PROBLEM STATEMENT
Please reproduce the listing below word for word, every line from start to finish.

[Region labeling entries]

--------

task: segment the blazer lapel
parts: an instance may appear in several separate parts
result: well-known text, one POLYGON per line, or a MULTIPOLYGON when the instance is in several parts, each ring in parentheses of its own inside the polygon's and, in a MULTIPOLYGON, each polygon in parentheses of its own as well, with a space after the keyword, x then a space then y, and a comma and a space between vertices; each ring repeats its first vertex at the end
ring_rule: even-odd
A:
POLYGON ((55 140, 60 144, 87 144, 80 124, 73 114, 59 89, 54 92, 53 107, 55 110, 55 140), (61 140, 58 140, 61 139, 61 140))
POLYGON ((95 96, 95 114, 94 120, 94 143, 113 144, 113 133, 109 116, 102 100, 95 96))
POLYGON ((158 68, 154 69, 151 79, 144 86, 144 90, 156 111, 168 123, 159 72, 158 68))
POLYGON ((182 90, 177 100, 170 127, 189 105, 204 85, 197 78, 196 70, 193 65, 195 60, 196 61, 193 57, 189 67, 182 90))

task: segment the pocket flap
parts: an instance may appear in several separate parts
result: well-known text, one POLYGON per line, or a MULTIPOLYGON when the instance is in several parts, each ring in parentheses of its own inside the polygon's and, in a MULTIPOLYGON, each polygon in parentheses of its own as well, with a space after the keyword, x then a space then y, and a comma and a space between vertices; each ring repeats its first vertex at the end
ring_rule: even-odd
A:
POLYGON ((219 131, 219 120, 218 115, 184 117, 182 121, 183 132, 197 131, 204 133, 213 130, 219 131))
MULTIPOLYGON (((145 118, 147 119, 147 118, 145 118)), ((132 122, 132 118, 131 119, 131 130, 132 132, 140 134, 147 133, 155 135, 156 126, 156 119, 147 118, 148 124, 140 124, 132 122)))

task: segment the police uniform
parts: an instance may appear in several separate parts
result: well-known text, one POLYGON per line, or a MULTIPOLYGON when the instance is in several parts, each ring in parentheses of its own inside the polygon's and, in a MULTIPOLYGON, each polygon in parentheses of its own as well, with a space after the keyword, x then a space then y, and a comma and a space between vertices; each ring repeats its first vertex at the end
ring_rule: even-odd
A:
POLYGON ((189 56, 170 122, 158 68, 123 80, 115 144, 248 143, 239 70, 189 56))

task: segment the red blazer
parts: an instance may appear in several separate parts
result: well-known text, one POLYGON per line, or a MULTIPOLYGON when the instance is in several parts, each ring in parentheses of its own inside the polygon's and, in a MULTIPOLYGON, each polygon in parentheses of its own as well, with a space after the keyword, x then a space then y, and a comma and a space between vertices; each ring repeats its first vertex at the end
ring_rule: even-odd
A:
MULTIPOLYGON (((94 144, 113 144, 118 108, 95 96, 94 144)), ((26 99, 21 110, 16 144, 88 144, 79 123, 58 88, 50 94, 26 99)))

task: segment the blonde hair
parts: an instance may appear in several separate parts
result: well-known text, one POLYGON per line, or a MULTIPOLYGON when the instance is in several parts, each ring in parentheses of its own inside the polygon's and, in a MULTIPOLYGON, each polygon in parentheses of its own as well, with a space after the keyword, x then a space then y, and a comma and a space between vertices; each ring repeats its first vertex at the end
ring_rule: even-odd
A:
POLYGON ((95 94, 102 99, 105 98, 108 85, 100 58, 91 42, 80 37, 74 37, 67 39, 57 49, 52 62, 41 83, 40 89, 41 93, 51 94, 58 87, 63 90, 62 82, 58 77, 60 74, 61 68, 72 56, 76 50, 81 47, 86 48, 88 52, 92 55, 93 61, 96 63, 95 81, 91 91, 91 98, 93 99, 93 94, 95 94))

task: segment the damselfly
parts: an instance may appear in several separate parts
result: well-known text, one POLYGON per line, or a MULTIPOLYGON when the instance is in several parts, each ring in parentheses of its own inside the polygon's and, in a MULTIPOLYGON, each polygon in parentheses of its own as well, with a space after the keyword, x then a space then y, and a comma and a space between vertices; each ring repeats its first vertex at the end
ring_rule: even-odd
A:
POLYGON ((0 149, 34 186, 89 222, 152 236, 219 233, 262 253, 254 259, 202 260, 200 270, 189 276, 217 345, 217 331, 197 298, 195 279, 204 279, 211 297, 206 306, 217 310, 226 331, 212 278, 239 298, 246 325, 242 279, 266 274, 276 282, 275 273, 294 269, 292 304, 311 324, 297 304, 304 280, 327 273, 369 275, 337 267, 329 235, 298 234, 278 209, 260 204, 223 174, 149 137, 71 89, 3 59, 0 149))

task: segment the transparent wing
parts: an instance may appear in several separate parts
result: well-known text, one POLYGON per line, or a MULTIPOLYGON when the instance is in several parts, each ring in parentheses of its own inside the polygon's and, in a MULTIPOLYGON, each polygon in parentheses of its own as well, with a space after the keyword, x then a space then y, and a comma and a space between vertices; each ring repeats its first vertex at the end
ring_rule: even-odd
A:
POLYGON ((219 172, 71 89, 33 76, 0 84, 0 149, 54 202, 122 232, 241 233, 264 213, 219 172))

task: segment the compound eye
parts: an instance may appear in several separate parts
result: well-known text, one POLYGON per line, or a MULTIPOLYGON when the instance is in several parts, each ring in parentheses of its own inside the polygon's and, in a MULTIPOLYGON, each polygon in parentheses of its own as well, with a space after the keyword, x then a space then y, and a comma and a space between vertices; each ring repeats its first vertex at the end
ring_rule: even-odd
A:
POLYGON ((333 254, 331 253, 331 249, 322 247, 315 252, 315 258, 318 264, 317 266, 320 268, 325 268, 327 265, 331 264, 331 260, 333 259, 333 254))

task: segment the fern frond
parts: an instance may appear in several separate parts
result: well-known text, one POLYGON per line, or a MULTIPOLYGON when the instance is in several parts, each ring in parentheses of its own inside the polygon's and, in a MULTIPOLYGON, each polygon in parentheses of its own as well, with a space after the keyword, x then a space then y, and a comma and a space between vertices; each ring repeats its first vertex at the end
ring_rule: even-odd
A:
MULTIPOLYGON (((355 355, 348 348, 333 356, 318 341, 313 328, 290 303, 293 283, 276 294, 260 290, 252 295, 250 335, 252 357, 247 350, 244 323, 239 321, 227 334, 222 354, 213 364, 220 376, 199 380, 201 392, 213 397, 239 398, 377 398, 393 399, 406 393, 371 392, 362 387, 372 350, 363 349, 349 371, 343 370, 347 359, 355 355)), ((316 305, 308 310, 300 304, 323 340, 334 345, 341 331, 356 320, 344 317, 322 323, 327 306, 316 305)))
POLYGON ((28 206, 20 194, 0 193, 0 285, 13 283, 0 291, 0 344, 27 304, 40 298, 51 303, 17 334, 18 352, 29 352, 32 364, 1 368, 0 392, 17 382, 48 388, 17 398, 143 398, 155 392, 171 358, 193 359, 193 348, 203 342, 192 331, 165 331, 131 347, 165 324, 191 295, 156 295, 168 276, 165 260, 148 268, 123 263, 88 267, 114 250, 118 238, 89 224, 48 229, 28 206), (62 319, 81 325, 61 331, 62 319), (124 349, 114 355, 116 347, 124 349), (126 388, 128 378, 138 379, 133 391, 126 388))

--------

RESULT OF THE EXERCISE
task: segment the blazer lapel
parts: an instance may appear in several separate parts
result: well-known text, one POLYGON per line, or a MULTIPOLYGON when the instance is in several parts, each ring in parentheses of its own inside the polygon's and, in a MULTIPOLYGON, each polygon in parentheses of its own as well, with a space after the keyword, x then a space then y, and a comma and a space between vertices; each ring repeats its first vertex at the end
ring_rule: even-odd
A:
POLYGON ((55 140, 60 144, 87 144, 80 124, 73 114, 59 89, 54 92, 53 107, 55 110, 55 140), (61 140, 58 140, 61 139, 61 140))
POLYGON ((95 96, 95 114, 94 120, 94 143, 113 144, 113 133, 109 116, 102 100, 95 96))
POLYGON ((158 68, 154 69, 151 79, 144 86, 144 90, 156 111, 168 123, 159 72, 158 68))
POLYGON ((182 90, 177 100, 170 127, 189 105, 204 85, 197 78, 196 70, 193 65, 195 60, 196 61, 193 57, 189 67, 182 90))

task: segment the pocket flap
parts: an instance may appear in several separate parts
result: well-known text, one POLYGON per line, or a MULTIPOLYGON when the instance is in several parts, each ring in parentheses of its own inside the polygon's and, in a MULTIPOLYGON, each polygon in parentheses of its own as well, with a space after the keyword, x then a space then y, and a comma and a space between vertices; each ring repeats its first vertex at the end
ring_rule: even-odd
A:
POLYGON ((219 131, 219 120, 218 115, 184 117, 182 121, 183 132, 197 131, 204 133, 213 130, 219 131))
MULTIPOLYGON (((145 118, 147 119, 147 118, 145 118)), ((132 122, 132 118, 131 119, 131 130, 132 132, 140 134, 147 133, 155 135, 156 126, 156 119, 147 118, 148 124, 140 124, 132 122)))

task: segment the police uniform
parts: an instance may appear in several separate parts
result: well-known text, one POLYGON per line, or a MULTIPOLYGON when the instance is in several parts, each ring in parentheses of its own inside the polygon's and, in a MULTIPOLYGON, each polygon in parentheses of its own as well, with a space after the keyword, x then a space then y, and a comma and a space between vertices; each ring repeats its first vertex at the end
ring_rule: even-odd
A:
POLYGON ((189 56, 170 122, 158 68, 123 80, 115 144, 248 143, 239 70, 189 56))

task: segment the red blazer
parts: an instance may appear in several separate parts
result: well-known text, one POLYGON per line, or a MULTIPOLYGON when the instance is in several parts, each ring in parentheses of its own inside the polygon's and, in a MULTIPOLYGON, each polygon in parentheses of its own as well, with a space after the keyword, x then a space then y, and a comma and a space between vertices; each ring repeats its first vertex at the end
ring_rule: even-odd
A:
MULTIPOLYGON (((94 144, 113 144, 118 108, 95 96, 94 144)), ((26 99, 21 110, 16 144, 88 144, 79 123, 58 88, 50 94, 26 99)))

task: segment the blonde hair
parts: an instance may appear in several separate parts
result: well-known text, one POLYGON per line, or a MULTIPOLYGON when the instance is in several parts, each ring in parentheses of its own inside the polygon's and, in a MULTIPOLYGON, each polygon in parentheses of its own as well, with a space after the keyword, x then a space then y, and a comma and a space between vertices; each ring repeats its first vertex at the end
ring_rule: even-odd
A:
POLYGON ((95 94, 102 99, 105 98, 108 85, 100 58, 91 42, 80 37, 74 37, 67 39, 57 49, 52 62, 41 83, 40 89, 41 93, 51 94, 58 87, 63 90, 62 82, 58 77, 60 74, 61 68, 72 56, 76 50, 81 47, 86 48, 88 52, 92 55, 93 61, 96 63, 95 81, 91 91, 91 98, 93 99, 93 94, 95 94))

task: segment the damselfly
parts: an instance may appear in several separate parts
result: well-known text, one POLYGON per line, or a MULTIPOLYGON when the instance is in several parts, each ring in parentheses of its own inside the polygon's and, in a MULTIPOLYGON, each polygon in parentheses of its own as well, with a space after the keyword, x then a space then y, and a comma and a space between vertices; each ring repeats its first vertex at the end
ring_rule: even-odd
A:
POLYGON ((0 149, 34 186, 89 222, 152 236, 219 233, 262 253, 254 259, 202 260, 200 270, 189 276, 217 345, 217 331, 197 298, 195 279, 204 279, 211 297, 206 306, 217 310, 226 331, 212 278, 239 298, 246 325, 242 279, 266 274, 276 282, 275 273, 294 269, 292 304, 311 324, 297 304, 304 280, 327 273, 369 275, 337 267, 329 235, 298 234, 278 209, 260 204, 223 174, 149 137, 71 89, 3 59, 0 149))

task: segment the transparent wing
parts: an instance may appear in several separate parts
result: well-known text, one POLYGON per line, or a MULTIPOLYGON when the instance is in several parts, each ring in parentheses of its own inside the polygon's and, in a MULTIPOLYGON, each polygon in parentheses of its own as well, with a space after the keyword, x then a space then y, and a comma and a space between vertices; each ring repeats its first vertex at the end
ring_rule: even-odd
A:
POLYGON ((219 172, 71 89, 33 76, 0 84, 0 149, 54 202, 122 232, 241 233, 264 213, 219 172))

task: segment the compound eye
parts: an instance may appear in several separate parts
result: well-known text, one POLYGON per line, or a MULTIPOLYGON when the instance is in several parts, each ring in parentheses of its own inside the polygon's and, in a MULTIPOLYGON, each polygon in parentheses of its own as well, with a space after the keyword, x then a space then y, and a comma and a space between vertices; each ring repeats its first vertex at the end
ring_rule: even-odd
A:
POLYGON ((333 254, 331 253, 331 249, 322 247, 315 252, 315 258, 318 264, 317 266, 320 268, 325 268, 327 265, 331 264, 331 260, 333 259, 333 254))

task: segment the fern frond
parts: an instance may appear in several separate parts
result: well-known text, one POLYGON per line, or a MULTIPOLYGON when the instance is in several parts, each ring in parentheses of its own inside the polygon's and, in a MULTIPOLYGON, each polygon in parentheses of its own as well, with a space after the keyword, x then a space then y, and a comma and a space between vertices; each ring repeats its first vertex at the end
ring_rule: even-odd
A:
MULTIPOLYGON (((355 355, 348 348, 333 356, 318 341, 313 328, 290 303, 293 283, 276 294, 260 290, 252 295, 250 335, 252 357, 247 350, 244 323, 239 321, 227 334, 222 354, 213 364, 220 376, 199 380, 201 392, 213 397, 239 398, 377 398, 393 399, 406 393, 371 392, 362 387, 372 350, 363 349, 349 371, 343 370, 347 359, 355 355)), ((316 305, 308 310, 300 304, 323 340, 334 345, 341 331, 356 320, 344 317, 322 323, 327 306, 316 305)))
POLYGON ((28 206, 20 194, 0 193, 0 285, 13 283, 0 291, 0 344, 27 304, 40 298, 51 303, 17 334, 18 352, 29 352, 32 364, 1 368, 0 392, 17 382, 48 388, 17 398, 143 398, 155 392, 171 358, 193 359, 193 348, 203 342, 192 331, 165 331, 131 347, 165 324, 191 295, 156 295, 168 276, 165 260, 148 268, 123 263, 88 267, 114 250, 118 238, 89 224, 48 229, 28 206), (62 319, 81 325, 61 331, 62 319), (124 349, 114 355, 116 347, 124 349), (126 388, 128 378, 138 379, 133 391, 126 388))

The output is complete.